Brano da leggere »
********************

Il romanzo de I Promessi sposi nel corso del tempo non ha goduto di una fama internazionale: già i letterati e gli intellettuali d'Europa, contemporanei ad Alessandro Manzoni, lo avevano accolto con freddezza, non tributando al monumentale romanzo storico quel prestigio e quella valenza linguistica ed artistica di cui ha ampiamente goduto nel nostro paese. Soprattutto nella seconda metà del XIX secolo, quando l'Italia era diventata uno stato unitario e non era più soltanto un mero concetto geografico, l'opera di Manzoni ha assunto un importante valore normativo, suggerendo un modello di lingua standardizzato e proponibile nella dimensione del parlato molto più di quanto lo potesse essere l'aulico idioma letterario.


Immagine fotografica: F. Gonin, Frontespizio dell'edizione de I promessi sposi del 1840.

Ma come mai ancora oggi, nel 2022, i docenti di materie letterarie non possono esimersi dal far conoscere ai propri studenti il magistero letterario di Alessandro Manzoni? Ha ancora senso dedicare parte della programmazione di lingua e letteratura italiana del secondo anno di scuola secondaria di secondo grado alla lettura e all'analisi di un romanzo, che effettivamente risulta un po' indigesto e di non facile comprensione per le nuove generazioni di studenti?

Se mi sforzo di riportare alla memoria i miei ricordi di liceale, non emerge l'immagine di uno studente particolarmente entusiasta della lettura obbligata di questo romanzo: a quindici anni decisamente non mi batteva il cuore ogni volta che mi accingevo a leggere una nuova puntata della tormentata vicenda matrimoniale di Renzo Tramaglino e Lucia Mondella. Da adulto però (anche prima di sedermi in cattedra) ho decisamente rivalutato la qualità ed il peso di tale prodotto letterario: ho provato una sincera compassione nei confronti della giovane Gertrude, ho tremato di fronte ad un padre Cristoforo tuonante contro l'arroganza di Don Rodrigo, mi sono commosso fino alle lacrime al cospetto del cardinale Federico Borromeo mentre rendeva una pecorella mansueta l'uomo più temibile del Ducato di Milano. 

I promessi sposi sono comunque un romanzo di alto spessore, foriero di idee e pensieri profondissimi. Di sicuro farlo leggere è una buona idea, e sono convinto che anche i giovani della generazione Z possano trarne un indiscutibile giovamento spirituale.

Prima, però, di elencare le motivazioni per cui la lettura e l'analisi del romanzo storico di Manzoni hanno ancora un senso all'interno dei percorsi formali di educazione linguistica, desidero procedere con una snella cronistoria della vicenda ideativa e compositiva del monumentale romanzo storico di cui in oggetto.

********************

Dati forniti »
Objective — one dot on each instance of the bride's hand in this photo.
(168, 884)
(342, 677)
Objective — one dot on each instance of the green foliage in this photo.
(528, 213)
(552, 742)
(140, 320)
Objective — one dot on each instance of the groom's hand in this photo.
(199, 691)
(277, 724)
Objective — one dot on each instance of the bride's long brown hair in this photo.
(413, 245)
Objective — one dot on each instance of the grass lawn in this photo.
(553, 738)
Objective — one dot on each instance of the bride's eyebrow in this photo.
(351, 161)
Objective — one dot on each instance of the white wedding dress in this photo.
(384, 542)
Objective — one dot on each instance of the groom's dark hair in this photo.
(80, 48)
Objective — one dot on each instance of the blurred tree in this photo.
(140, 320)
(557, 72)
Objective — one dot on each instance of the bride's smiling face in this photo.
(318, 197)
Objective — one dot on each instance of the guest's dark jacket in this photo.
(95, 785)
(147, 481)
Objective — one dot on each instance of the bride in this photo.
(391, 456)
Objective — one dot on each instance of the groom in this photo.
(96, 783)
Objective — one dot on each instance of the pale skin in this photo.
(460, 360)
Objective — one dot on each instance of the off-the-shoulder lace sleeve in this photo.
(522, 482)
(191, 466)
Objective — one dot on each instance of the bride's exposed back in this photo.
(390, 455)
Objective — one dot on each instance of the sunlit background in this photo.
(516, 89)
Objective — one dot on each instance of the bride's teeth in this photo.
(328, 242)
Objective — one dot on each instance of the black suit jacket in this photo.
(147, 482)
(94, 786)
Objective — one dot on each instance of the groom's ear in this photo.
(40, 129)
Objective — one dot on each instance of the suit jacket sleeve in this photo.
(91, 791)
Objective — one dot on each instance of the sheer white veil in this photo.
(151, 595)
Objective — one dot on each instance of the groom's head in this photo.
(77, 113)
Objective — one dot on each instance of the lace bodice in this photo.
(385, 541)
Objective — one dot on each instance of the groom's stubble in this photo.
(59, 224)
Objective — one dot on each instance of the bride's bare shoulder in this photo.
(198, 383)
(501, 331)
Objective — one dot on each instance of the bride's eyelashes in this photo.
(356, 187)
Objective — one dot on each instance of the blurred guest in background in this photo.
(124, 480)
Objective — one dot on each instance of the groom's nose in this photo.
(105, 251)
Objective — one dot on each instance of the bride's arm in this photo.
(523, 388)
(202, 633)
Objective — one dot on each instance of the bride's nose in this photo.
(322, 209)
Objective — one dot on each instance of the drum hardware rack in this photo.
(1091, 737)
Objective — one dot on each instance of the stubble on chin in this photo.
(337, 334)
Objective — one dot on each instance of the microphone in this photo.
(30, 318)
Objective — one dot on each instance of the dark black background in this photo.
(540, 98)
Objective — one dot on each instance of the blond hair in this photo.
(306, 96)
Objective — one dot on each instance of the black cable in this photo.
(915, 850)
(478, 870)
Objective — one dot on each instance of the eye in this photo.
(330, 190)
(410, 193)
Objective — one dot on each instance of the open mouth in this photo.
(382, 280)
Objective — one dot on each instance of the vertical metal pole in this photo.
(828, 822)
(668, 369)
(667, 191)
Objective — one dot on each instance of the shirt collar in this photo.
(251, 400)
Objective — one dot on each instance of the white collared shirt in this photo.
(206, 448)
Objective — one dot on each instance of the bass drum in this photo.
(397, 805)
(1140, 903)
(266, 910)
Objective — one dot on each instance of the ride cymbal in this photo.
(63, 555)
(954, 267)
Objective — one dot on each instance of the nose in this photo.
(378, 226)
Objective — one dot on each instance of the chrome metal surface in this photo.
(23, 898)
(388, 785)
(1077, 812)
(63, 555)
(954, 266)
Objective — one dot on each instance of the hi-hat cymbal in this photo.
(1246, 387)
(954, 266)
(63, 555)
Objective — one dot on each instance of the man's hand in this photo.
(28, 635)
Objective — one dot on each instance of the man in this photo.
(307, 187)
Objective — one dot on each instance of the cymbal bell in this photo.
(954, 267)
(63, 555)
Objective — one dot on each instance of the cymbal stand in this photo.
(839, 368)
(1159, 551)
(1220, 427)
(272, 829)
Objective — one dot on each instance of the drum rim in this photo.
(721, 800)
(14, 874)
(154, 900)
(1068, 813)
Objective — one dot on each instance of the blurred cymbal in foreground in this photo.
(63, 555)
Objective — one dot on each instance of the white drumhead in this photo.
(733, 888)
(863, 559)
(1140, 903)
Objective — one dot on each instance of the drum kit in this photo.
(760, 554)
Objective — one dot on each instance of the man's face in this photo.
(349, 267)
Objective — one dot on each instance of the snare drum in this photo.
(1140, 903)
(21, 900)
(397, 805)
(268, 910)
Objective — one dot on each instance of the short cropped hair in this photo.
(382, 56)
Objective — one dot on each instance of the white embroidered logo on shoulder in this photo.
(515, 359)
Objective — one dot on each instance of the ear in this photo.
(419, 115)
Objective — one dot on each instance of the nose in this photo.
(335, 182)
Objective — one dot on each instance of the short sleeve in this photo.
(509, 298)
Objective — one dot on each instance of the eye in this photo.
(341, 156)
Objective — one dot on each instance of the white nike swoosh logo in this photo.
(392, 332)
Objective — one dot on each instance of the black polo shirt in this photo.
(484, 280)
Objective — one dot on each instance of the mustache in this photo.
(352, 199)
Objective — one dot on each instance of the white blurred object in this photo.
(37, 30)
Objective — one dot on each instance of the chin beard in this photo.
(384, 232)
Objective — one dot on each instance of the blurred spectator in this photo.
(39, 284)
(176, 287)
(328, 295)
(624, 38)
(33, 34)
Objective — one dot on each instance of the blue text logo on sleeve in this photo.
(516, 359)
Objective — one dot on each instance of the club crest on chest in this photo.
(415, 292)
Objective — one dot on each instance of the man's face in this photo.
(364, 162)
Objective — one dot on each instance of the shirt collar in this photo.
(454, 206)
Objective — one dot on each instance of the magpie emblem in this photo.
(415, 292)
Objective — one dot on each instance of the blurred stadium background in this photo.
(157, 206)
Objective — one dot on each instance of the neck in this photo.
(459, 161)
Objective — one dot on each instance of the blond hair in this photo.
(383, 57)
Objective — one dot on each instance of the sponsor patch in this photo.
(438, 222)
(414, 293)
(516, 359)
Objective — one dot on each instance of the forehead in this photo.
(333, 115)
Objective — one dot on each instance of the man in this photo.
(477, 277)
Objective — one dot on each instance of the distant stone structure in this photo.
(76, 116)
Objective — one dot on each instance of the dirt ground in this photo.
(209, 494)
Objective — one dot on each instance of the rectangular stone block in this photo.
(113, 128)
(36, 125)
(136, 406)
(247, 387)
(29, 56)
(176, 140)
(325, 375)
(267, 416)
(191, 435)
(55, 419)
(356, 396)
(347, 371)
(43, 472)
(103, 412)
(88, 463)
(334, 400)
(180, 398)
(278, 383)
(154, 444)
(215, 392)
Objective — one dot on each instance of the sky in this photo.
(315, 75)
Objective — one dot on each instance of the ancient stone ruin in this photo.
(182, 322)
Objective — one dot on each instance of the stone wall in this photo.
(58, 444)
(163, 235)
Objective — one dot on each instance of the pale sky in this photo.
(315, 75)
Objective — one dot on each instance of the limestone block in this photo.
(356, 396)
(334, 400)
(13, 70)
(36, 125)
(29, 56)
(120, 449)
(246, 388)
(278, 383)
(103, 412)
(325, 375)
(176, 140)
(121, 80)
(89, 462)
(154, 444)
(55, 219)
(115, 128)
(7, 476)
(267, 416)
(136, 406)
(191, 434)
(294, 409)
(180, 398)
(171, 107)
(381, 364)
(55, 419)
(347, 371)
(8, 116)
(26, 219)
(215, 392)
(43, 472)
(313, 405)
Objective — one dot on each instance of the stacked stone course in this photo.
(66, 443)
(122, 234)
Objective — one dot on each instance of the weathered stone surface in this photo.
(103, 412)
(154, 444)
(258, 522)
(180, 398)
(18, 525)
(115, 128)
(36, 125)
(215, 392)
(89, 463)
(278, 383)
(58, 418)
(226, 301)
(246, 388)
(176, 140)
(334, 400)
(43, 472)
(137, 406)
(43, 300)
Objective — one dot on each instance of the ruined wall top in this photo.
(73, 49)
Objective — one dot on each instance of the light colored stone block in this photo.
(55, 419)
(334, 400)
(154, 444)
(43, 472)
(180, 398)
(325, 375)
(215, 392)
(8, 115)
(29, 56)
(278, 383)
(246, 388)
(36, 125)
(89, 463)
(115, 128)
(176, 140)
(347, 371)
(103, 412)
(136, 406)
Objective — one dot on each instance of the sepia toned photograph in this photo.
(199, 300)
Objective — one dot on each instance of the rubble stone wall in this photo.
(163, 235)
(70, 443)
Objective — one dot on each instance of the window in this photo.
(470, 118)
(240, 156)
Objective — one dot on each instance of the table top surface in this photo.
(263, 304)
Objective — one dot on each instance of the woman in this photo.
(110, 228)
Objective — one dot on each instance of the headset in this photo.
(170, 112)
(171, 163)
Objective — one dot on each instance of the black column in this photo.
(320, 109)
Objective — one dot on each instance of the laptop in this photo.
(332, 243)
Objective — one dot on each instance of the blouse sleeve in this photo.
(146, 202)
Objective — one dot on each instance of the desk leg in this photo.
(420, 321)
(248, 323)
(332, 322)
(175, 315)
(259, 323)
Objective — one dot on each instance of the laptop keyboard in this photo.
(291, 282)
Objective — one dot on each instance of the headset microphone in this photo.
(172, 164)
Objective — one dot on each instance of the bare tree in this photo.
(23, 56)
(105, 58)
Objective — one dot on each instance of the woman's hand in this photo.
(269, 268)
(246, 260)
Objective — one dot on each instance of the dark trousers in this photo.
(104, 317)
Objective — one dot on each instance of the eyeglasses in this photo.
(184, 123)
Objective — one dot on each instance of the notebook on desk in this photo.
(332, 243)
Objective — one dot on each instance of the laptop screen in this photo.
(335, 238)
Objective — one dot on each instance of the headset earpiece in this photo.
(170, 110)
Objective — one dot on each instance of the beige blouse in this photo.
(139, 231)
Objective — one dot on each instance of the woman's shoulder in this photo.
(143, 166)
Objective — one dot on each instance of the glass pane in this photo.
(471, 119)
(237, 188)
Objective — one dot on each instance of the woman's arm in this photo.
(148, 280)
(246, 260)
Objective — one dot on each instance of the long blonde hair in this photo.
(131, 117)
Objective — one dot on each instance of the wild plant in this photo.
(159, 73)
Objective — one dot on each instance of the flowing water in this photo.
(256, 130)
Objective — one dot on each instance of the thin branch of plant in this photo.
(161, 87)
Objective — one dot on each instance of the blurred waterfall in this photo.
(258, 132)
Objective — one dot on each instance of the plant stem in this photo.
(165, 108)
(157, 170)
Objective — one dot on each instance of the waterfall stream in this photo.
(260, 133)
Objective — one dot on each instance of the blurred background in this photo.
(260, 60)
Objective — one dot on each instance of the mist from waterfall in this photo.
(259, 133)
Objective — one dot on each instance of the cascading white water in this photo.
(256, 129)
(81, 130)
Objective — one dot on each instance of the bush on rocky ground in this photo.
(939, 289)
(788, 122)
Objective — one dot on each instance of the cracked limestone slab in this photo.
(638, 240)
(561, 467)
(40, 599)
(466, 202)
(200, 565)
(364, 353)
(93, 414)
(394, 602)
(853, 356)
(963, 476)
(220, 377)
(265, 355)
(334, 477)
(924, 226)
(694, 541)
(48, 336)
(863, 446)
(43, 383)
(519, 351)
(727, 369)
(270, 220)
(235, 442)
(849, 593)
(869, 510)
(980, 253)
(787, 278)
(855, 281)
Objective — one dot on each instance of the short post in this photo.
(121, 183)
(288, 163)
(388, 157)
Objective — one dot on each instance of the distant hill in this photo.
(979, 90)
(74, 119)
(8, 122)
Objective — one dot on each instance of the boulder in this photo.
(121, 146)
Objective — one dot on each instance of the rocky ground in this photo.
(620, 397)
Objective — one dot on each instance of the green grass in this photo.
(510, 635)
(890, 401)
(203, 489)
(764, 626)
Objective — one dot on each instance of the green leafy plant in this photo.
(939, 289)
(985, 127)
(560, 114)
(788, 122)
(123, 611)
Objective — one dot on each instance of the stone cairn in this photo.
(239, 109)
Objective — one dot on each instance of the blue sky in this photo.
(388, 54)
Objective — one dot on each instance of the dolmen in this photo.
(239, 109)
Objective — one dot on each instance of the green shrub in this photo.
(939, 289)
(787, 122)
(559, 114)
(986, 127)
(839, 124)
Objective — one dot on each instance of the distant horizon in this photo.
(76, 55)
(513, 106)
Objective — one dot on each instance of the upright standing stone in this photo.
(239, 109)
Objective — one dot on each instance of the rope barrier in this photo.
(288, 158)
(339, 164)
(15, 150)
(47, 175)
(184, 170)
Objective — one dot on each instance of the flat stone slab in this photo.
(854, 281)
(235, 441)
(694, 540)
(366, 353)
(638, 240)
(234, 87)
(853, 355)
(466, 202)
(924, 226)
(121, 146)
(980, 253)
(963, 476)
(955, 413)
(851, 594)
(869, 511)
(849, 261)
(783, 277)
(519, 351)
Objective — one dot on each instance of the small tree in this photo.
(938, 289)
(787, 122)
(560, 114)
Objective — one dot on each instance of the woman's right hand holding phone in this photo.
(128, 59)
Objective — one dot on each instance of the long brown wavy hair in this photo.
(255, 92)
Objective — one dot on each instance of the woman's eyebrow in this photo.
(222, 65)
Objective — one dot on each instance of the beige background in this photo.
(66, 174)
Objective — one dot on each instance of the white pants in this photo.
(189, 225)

********************

Consegna »
Correggi il brano sui Promessi sposi a partire da "Il romanzo de" e proseguendo fino a "sposi del 1840.", mettendo "indifferenza" al posto di "freddezza".

Risultato richiesto »
Il romanzo de I Promessi sposi nel corso del tempo non ha goduto di una fama internazionale: già i letterati e gli intellettuali d'Europa, contemporanei ad Alessandro Manzoni, lo avevano accolto con indifferenza, non tributando al monumentale romanzo storico quel prestigio e quella valenza linguistica ed artistica di cui ha ampiamente goduto nel nostro paese. Soprattutto nella seconda metà del XIX secolo, quando l'Italia era diventata uno stato unitario e non era più soltanto un mero concetto geografico, l'opera di Manzoni ha assunto un importante valore normativo, suggerendo un modello di lingua standardizzato e proponibile nella dimensione del parlato molto più di quanto lo potesse essere l'aulico idioma letterario.


Immagine fotografica: F. Gonin, Frontespizio dell'edizione de I promessi sposi del 1840.